— Given problem —
The data follows this line. Copy verbatim the line with "Tag the mushroom in" and each line after it to the end.

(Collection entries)
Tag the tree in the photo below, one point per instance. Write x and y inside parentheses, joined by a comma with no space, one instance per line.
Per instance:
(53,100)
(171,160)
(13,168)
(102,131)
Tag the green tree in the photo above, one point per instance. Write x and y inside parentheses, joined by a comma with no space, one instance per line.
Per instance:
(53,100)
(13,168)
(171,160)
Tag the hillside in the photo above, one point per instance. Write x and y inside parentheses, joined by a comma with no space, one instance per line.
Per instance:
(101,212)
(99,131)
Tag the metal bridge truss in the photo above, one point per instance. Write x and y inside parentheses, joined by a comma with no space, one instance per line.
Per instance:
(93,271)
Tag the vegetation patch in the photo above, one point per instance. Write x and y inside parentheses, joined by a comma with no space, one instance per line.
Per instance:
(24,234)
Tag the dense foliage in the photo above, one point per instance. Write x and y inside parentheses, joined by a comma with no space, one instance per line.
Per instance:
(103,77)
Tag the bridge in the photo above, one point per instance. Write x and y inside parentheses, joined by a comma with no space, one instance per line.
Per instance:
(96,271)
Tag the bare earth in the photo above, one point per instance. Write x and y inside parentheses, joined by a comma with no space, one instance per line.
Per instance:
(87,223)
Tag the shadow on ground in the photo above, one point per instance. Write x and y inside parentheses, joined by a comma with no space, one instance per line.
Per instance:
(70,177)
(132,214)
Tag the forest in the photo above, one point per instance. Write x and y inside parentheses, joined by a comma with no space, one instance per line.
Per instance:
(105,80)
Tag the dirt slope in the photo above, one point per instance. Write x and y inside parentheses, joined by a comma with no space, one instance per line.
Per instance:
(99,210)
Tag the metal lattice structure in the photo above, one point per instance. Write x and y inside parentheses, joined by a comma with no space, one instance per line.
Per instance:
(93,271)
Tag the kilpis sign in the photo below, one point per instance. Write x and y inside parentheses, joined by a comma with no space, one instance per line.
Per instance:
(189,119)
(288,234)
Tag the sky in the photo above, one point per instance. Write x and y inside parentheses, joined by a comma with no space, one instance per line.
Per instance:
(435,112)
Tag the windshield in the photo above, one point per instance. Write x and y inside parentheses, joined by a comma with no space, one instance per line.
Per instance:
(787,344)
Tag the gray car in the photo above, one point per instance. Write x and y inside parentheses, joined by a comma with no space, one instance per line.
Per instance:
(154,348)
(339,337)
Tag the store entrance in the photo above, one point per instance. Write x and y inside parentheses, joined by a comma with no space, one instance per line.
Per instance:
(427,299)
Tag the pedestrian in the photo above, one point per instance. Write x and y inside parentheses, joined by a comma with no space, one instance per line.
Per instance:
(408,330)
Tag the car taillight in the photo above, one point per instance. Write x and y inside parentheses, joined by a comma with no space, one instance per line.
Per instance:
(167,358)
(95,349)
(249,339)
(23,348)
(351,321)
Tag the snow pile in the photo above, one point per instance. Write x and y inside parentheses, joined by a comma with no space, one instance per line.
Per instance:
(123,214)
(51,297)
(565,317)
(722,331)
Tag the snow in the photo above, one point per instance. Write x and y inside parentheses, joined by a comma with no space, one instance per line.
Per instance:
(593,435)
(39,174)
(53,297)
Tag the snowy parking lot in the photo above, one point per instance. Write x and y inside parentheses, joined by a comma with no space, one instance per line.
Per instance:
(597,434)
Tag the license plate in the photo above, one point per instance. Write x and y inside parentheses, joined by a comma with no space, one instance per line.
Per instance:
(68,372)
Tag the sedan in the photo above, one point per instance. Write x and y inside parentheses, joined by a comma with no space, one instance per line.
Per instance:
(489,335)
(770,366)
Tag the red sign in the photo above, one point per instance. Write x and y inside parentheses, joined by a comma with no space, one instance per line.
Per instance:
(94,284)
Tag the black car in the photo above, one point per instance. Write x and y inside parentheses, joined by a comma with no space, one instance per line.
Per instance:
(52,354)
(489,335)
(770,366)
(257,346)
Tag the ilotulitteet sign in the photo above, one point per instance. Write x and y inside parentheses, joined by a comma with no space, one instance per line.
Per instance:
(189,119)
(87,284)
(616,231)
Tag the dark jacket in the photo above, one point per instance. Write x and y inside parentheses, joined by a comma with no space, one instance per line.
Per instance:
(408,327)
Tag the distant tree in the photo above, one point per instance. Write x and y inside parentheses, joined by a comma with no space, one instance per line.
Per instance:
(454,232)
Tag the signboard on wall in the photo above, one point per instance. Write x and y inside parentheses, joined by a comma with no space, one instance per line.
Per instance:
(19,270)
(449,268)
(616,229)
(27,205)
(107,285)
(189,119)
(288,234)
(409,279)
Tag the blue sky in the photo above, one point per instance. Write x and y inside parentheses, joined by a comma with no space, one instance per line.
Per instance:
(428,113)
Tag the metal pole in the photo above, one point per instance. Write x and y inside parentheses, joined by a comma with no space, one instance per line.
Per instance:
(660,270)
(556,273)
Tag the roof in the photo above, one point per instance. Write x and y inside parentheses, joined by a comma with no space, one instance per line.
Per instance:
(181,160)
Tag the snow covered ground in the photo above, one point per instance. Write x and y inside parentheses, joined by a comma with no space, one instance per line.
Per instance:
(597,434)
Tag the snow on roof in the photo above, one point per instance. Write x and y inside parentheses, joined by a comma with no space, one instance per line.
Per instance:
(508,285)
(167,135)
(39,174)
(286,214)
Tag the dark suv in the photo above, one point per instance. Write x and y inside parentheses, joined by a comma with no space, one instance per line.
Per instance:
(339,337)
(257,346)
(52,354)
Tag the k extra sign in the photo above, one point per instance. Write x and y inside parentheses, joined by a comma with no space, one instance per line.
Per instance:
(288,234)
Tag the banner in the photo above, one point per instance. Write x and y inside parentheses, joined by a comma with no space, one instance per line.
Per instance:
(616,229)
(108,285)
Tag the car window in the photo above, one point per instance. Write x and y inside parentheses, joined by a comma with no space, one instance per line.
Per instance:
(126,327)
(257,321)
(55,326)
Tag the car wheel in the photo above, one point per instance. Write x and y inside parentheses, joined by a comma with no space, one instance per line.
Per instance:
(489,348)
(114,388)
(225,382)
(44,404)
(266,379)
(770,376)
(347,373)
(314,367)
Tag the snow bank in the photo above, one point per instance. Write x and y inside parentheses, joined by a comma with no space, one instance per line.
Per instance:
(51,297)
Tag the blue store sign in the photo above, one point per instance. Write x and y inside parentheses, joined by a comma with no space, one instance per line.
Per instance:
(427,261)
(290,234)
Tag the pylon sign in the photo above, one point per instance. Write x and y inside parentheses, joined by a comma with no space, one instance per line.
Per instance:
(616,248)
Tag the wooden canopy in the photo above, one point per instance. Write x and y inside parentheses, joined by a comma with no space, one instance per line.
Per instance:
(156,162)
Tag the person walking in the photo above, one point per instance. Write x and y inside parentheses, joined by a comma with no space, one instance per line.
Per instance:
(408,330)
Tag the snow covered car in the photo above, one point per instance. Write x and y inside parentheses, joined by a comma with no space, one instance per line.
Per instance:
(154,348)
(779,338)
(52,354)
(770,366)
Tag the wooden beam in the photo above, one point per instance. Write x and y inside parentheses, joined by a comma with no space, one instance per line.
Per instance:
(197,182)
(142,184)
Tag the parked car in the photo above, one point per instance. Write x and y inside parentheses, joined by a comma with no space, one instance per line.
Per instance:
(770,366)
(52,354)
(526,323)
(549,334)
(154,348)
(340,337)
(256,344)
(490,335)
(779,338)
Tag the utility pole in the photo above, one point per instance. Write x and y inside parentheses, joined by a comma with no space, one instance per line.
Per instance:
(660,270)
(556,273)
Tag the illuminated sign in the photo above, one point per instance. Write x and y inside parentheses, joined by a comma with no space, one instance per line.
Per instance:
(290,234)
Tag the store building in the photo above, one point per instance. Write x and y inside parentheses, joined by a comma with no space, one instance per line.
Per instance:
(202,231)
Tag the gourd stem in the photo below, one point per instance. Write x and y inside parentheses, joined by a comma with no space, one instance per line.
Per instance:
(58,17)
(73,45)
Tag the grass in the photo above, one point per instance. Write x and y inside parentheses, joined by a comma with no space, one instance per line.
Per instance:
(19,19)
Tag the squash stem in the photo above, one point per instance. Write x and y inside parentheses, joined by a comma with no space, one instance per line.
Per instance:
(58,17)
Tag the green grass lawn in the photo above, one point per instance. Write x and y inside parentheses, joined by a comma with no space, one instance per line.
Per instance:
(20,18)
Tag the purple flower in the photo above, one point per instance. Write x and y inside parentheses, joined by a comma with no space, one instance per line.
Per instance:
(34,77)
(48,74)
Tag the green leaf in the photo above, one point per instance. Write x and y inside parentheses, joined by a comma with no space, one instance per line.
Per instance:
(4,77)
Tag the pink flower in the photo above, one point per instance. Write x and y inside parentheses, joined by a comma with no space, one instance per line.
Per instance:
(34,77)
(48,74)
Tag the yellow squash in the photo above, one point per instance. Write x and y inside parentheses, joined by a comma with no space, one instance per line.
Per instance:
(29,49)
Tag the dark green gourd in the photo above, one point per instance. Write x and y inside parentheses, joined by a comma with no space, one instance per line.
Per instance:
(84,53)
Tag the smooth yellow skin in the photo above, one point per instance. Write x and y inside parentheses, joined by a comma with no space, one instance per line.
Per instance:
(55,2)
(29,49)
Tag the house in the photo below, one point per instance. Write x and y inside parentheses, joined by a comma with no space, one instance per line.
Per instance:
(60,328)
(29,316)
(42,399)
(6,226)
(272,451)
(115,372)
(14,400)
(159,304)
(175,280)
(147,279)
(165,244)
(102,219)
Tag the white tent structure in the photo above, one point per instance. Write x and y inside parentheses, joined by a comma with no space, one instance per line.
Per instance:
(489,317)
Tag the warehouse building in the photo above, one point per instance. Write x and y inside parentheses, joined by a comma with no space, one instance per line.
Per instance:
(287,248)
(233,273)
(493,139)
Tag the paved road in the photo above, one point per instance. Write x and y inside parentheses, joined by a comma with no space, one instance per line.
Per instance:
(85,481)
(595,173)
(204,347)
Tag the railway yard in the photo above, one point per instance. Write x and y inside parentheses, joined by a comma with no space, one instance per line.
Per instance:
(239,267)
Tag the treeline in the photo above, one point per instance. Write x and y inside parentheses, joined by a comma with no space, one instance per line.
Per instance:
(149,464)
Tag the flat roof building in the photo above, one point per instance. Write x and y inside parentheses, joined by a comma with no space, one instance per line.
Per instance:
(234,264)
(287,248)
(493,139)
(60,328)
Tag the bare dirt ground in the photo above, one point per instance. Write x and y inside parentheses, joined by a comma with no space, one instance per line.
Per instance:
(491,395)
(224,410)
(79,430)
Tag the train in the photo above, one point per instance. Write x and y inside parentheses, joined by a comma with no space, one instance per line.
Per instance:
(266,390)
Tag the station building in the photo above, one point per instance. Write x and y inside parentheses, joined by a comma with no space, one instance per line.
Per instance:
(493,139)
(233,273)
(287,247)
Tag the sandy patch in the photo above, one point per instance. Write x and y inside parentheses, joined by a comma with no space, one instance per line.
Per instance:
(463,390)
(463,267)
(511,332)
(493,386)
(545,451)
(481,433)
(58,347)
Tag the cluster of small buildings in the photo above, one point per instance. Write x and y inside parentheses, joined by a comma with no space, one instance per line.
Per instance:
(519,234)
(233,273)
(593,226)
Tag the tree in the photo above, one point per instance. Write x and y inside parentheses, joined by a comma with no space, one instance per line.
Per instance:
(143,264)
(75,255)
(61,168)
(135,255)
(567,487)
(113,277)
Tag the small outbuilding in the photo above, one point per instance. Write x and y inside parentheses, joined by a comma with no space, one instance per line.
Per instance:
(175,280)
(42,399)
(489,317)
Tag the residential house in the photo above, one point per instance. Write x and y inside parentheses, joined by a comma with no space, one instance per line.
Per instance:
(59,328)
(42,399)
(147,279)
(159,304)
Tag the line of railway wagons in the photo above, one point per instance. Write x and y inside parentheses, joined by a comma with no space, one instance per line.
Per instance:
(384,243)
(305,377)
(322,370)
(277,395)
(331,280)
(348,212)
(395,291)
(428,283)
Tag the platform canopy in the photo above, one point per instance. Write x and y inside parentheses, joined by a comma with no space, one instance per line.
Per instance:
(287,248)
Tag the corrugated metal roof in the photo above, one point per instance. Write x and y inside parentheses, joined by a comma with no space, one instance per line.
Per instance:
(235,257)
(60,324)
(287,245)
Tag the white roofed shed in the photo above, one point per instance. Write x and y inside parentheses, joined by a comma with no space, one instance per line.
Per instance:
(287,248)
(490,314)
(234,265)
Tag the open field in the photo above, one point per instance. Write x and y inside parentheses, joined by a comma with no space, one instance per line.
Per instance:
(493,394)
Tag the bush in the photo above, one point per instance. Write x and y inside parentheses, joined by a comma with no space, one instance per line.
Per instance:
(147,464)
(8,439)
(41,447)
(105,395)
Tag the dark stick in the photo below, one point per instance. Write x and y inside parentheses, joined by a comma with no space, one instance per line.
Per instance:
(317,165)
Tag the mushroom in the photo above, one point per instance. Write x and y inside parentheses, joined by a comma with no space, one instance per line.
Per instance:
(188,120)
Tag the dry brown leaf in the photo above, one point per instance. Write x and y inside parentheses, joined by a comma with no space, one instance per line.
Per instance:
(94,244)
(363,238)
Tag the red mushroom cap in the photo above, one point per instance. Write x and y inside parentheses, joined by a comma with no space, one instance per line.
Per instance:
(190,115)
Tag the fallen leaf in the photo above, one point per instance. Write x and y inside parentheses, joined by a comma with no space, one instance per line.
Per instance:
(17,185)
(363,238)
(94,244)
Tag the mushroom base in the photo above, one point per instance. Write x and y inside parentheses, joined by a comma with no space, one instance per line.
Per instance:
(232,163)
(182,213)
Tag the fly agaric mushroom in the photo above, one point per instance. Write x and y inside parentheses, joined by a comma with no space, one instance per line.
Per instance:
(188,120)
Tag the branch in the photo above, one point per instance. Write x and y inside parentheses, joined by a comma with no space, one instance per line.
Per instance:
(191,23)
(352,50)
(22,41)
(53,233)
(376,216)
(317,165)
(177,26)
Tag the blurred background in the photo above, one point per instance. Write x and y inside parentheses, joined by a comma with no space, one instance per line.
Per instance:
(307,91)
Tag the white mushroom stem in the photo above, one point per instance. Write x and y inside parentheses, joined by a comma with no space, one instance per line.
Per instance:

— Task solution —
Tag the mushroom in the photo above, one point per instance. Write x and y inside parentheses, joined by a comma with no space, one instance per line.
Per instance:
(188,120)
Tag the dry brown leaf in the photo above, one point per instance. Write x and y inside parentheses, joined by a comma with no space, one instance per line.
Per instance:
(94,244)
(363,238)
Tag the red mushroom cap in the photo above, one point per instance. Write x and y inside parentheses, joined by a comma with no space, one instance per line.
Per instance:
(190,115)
Tag the fallen leaf in the photo above, one point per instance. Write x and y inside parentheses, joined by a comma with no space, one instance per line.
Per instance:
(17,185)
(363,238)
(94,244)
Tag the mushroom base in the photo above, one point per instance. Write x and y inside parentheses, joined by a comma with no space, one instance per line.
Per instance:
(232,163)
(182,213)
Tag the fly agaric mushroom in the photo above, one point per instance. Write x and y inside parentheses, joined by a comma with no space, one instance per line.
Per instance:
(188,120)
Tag the branch in the photo above, one point per instance. Write x and y inside parentheses, joined by a comma with no space, one instance per line.
Per instance:
(191,23)
(352,50)
(22,41)
(53,233)
(376,216)
(317,165)
(177,26)
Tag the blurred background in the photo above, one point per instance. Write x and y inside parentheses, joined by a comma with no space, one instance per line.
Per instance:
(307,91)
Tag the white mushroom stem in the photo above, one point per instance. Write x and y inside parentheses, joined by a comma with no space, one instance per line.
Per instance:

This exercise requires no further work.